_Activity_
For the material below, return exactly the lines starting at the one holding "Target: white van" and ending at the one holding "Target: police officer in blue uniform", counting both as part of the range.

§ §

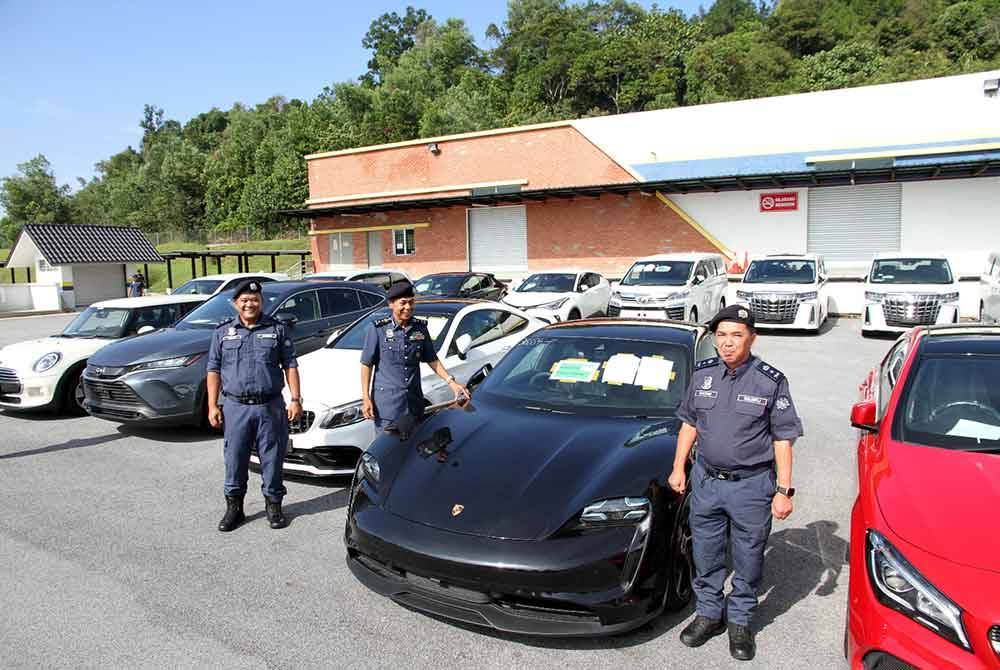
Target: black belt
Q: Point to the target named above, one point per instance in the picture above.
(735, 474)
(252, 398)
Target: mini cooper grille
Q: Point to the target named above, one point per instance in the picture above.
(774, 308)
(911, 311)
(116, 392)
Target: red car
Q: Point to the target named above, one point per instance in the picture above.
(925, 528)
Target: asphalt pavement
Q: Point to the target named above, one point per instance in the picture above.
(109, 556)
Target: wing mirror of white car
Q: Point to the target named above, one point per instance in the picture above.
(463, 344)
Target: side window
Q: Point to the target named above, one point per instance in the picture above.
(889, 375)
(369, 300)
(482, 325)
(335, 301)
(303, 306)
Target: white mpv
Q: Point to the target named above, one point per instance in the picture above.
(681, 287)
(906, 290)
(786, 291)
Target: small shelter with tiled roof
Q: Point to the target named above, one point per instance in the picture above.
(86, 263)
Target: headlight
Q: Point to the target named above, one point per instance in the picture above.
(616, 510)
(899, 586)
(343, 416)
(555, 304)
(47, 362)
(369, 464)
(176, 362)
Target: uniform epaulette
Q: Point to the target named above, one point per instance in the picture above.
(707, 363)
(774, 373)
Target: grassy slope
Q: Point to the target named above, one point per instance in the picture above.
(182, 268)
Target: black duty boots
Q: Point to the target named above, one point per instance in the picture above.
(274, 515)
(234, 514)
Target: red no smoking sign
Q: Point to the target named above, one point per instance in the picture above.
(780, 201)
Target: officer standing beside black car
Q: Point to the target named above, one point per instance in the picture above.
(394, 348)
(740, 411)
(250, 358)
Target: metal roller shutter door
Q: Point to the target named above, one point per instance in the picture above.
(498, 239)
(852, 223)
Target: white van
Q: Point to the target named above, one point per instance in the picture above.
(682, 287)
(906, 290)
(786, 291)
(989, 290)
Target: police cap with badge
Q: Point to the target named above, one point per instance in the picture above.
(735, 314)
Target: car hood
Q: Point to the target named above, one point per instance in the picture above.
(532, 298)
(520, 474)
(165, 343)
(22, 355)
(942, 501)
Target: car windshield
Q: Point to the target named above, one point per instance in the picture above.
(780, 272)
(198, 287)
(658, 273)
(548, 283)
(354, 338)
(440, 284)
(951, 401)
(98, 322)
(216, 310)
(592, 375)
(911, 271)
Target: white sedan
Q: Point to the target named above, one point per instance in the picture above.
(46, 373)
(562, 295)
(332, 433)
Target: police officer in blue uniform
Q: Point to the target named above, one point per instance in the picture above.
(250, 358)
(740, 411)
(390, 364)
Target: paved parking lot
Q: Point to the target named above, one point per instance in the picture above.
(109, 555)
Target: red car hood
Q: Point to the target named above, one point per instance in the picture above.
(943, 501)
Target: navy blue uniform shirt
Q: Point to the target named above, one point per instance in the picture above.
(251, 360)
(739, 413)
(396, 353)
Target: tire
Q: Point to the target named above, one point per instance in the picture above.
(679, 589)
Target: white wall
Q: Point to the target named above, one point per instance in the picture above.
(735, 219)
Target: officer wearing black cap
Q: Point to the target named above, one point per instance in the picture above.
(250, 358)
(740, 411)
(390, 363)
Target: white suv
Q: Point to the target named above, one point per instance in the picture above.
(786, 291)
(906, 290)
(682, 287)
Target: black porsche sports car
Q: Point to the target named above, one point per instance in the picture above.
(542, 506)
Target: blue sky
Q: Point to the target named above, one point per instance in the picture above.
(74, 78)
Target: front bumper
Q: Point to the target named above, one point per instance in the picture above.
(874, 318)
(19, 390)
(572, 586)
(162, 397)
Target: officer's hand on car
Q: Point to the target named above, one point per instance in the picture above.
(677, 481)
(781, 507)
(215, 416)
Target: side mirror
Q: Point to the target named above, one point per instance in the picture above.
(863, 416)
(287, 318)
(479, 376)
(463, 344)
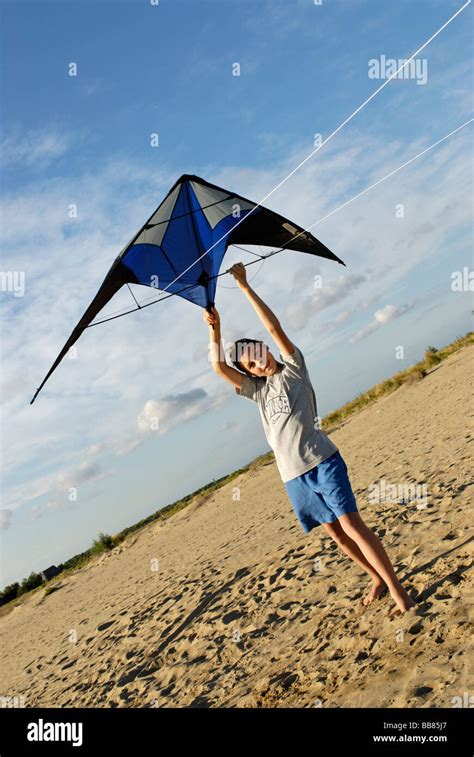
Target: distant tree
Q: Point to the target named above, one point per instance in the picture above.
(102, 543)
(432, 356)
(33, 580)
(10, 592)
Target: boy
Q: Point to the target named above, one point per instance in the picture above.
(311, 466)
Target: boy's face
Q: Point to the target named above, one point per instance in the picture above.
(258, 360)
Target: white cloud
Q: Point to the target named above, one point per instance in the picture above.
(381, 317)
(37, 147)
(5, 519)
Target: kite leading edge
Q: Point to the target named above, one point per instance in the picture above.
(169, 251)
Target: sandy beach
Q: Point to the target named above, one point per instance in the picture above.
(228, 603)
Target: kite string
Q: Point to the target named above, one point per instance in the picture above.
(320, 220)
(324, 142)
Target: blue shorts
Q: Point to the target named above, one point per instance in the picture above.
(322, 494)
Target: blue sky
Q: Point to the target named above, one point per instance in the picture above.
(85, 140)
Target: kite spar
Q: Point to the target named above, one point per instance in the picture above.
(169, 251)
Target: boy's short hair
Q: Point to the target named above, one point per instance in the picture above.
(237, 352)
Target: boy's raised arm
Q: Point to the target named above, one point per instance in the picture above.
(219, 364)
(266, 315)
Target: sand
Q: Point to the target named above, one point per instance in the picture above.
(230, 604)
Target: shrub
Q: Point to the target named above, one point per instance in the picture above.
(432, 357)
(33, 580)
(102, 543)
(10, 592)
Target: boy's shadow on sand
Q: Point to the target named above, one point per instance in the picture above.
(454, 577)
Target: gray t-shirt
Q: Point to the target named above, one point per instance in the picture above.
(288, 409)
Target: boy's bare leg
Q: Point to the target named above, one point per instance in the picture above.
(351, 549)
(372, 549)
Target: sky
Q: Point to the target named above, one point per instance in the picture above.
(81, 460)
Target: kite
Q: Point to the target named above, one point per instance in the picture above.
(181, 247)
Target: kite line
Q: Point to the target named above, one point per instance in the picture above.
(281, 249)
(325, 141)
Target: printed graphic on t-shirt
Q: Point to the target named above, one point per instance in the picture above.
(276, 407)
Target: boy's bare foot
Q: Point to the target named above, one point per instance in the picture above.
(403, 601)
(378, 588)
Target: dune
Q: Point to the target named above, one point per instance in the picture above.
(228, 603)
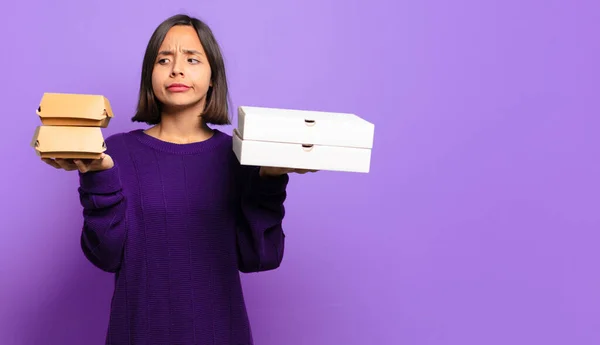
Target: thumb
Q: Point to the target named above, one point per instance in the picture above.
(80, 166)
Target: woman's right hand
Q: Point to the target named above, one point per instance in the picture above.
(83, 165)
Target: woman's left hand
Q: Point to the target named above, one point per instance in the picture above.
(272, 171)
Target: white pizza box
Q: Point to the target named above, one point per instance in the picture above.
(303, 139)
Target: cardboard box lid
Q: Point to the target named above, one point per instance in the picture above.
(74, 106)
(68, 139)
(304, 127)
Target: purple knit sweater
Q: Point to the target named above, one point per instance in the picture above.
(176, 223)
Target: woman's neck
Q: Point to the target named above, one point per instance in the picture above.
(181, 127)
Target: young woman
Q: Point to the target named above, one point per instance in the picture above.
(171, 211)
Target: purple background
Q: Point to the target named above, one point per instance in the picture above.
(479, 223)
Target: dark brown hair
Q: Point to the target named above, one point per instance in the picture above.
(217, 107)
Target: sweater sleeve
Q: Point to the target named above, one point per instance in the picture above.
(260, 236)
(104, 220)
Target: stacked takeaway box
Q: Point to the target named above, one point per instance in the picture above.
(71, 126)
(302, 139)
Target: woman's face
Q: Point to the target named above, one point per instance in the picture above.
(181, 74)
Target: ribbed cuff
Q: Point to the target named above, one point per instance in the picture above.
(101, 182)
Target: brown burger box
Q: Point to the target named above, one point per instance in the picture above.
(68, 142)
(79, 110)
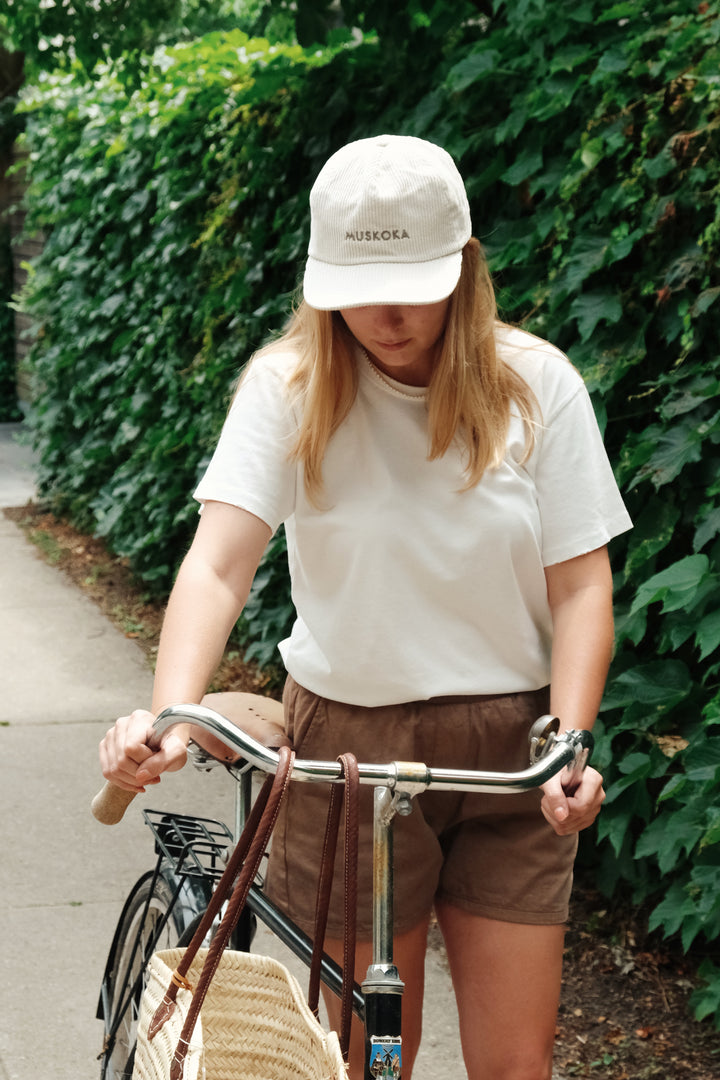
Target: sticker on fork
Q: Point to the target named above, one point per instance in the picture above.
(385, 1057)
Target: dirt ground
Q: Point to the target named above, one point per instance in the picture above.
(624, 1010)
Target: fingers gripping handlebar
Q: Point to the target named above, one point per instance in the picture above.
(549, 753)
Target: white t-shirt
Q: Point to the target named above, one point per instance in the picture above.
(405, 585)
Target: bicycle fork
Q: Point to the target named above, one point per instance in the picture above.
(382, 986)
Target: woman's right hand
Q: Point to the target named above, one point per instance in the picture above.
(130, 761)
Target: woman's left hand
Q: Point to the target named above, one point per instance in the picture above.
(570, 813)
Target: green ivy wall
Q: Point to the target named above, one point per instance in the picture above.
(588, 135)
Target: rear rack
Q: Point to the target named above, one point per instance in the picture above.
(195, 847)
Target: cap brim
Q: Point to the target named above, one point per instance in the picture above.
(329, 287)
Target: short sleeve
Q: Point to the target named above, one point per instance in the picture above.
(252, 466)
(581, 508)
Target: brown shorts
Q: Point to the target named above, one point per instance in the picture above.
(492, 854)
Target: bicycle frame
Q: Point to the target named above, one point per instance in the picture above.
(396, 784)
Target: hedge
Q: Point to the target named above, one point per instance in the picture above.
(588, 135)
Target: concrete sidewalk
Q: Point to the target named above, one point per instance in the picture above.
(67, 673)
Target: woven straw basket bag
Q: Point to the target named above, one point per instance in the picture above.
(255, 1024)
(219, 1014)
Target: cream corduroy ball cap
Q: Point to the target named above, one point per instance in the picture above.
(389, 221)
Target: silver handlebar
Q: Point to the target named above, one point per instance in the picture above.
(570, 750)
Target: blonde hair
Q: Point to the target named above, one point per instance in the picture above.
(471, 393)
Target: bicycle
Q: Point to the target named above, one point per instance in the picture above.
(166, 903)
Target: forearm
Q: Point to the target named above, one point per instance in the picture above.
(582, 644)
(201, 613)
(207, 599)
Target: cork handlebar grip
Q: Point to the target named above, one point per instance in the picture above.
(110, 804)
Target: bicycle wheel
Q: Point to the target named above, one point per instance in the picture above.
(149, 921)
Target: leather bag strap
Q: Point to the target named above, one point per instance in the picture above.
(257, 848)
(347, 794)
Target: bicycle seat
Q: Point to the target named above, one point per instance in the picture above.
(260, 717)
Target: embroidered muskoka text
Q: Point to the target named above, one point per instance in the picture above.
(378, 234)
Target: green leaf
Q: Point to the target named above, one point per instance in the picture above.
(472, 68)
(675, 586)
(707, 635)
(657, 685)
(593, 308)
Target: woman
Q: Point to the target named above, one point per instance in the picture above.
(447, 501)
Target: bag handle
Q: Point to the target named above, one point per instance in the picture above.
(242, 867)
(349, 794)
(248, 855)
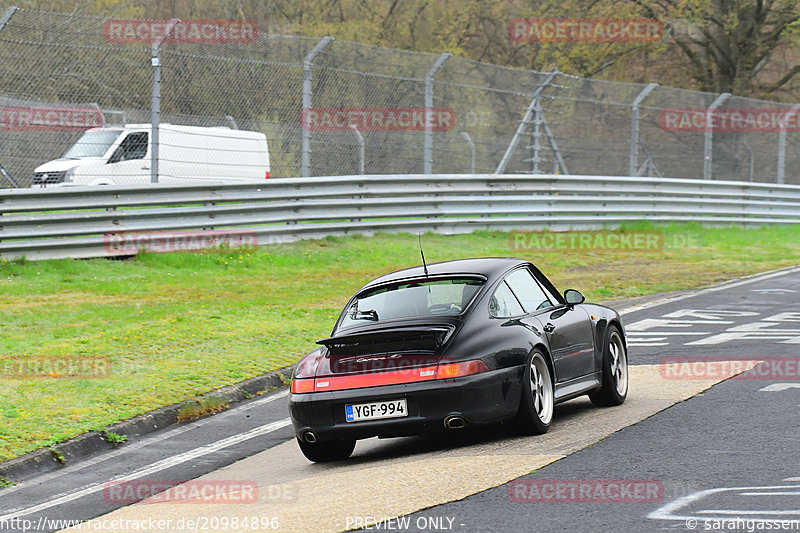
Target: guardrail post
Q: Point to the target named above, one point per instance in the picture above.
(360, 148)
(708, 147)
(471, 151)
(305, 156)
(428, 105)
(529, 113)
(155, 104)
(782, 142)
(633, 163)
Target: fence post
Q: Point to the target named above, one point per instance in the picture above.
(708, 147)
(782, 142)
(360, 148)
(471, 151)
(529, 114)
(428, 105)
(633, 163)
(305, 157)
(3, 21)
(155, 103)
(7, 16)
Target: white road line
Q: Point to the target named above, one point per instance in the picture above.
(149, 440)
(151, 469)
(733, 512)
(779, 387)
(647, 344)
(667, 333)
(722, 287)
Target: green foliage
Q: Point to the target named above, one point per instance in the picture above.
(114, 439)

§ §

_Answer box_
Target: white van
Q: Point to the target named above, one point per instance in the picture above.
(682, 287)
(906, 290)
(786, 291)
(989, 290)
Target: police cap with badge
Q: Point to the target named above, one point per instance in the picture above.
(735, 314)
Target: car hood
Q: Point to the target named above, one point per instance in the picture above.
(532, 298)
(520, 474)
(165, 343)
(22, 355)
(942, 501)
Target: car windshield
Q: Point to the target named above, one point per instance in the picture above.
(780, 272)
(198, 287)
(658, 273)
(548, 283)
(354, 338)
(440, 284)
(951, 401)
(98, 322)
(216, 310)
(592, 375)
(911, 271)
Target: white sedan
Q: Point to the target named above, one point per instance in the picture above.
(46, 373)
(562, 295)
(332, 433)
Target: police officer in blue uniform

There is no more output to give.